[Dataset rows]

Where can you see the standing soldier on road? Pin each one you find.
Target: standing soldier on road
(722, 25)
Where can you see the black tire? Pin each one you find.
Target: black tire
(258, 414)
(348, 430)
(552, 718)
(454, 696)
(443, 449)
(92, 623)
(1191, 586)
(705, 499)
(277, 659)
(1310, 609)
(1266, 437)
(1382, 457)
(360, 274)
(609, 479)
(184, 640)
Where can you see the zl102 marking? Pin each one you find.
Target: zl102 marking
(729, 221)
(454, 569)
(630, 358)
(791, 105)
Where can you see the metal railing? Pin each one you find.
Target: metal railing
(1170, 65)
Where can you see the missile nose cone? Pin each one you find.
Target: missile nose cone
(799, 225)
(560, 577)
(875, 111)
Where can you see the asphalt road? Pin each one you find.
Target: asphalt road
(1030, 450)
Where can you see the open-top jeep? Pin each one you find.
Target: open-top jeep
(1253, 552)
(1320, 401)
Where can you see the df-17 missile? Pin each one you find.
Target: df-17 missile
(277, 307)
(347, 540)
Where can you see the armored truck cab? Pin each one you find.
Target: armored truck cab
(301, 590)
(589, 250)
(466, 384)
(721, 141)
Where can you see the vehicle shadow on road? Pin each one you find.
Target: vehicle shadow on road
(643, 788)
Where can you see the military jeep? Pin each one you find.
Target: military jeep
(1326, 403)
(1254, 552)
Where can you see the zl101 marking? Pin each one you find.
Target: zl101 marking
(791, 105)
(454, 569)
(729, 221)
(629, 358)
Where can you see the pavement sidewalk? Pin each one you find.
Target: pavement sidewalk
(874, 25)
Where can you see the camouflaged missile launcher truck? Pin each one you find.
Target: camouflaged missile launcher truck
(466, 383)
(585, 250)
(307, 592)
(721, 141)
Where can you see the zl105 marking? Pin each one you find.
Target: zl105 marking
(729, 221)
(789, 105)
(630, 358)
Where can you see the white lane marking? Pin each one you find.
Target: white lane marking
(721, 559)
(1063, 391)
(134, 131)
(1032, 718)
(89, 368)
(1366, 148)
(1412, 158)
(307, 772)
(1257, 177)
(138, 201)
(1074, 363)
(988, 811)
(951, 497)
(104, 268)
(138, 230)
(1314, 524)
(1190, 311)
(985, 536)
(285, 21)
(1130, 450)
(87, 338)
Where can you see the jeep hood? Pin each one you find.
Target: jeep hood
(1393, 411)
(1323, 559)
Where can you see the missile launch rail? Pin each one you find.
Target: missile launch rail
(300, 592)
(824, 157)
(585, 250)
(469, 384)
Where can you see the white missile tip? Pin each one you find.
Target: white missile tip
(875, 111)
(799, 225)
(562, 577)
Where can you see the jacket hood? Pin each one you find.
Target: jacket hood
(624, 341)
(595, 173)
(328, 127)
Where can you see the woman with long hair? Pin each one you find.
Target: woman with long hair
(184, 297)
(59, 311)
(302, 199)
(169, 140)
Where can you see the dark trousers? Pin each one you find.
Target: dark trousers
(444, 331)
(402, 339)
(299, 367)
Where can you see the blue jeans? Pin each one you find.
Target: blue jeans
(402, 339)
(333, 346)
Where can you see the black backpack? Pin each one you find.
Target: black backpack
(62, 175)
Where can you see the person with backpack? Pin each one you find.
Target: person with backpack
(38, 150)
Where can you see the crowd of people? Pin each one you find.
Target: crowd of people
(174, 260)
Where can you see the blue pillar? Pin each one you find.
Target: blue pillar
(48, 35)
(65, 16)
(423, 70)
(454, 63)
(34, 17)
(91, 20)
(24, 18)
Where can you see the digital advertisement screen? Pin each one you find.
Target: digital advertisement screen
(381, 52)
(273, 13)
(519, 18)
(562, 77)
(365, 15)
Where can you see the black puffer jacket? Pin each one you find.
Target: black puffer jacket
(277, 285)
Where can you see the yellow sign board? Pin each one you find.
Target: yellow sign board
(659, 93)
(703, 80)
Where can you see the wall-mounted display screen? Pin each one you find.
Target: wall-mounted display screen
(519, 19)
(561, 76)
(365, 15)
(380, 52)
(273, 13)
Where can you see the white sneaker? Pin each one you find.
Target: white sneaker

▶ REQUIRED WORK: Copy out the lines starting at the line that contains "Where can you see the crowd" and ending at the last line of the dataset rows, word for word.

▶ RESULT FOR THIS EXERCISE:
Where can you see the crowd of people? Pin each one you find.
Target: crowd of people
(174, 260)
Where can you see the blue pillar? Pin each one you find.
Target: blue pillar
(48, 35)
(65, 16)
(423, 70)
(454, 63)
(34, 17)
(91, 20)
(24, 18)
Where can you see the digital advertisement screen? Pin each one you find.
Target: digital advertisement screen
(381, 52)
(273, 13)
(519, 18)
(562, 77)
(365, 15)
Where can you see the black puffer jacket? Pin each one you find.
Target: black puffer jacket
(277, 285)
Where can you see the yellow sign board? Pin each one you find.
Target: yellow sign board
(659, 93)
(703, 80)
Where can you see the wall-mounted display screen? Pin each one you find.
Target: wall-mounted display screen
(519, 19)
(561, 76)
(365, 15)
(380, 52)
(273, 13)
Where can you see the white sneaker? Pin each one you find.
Target: white sneaker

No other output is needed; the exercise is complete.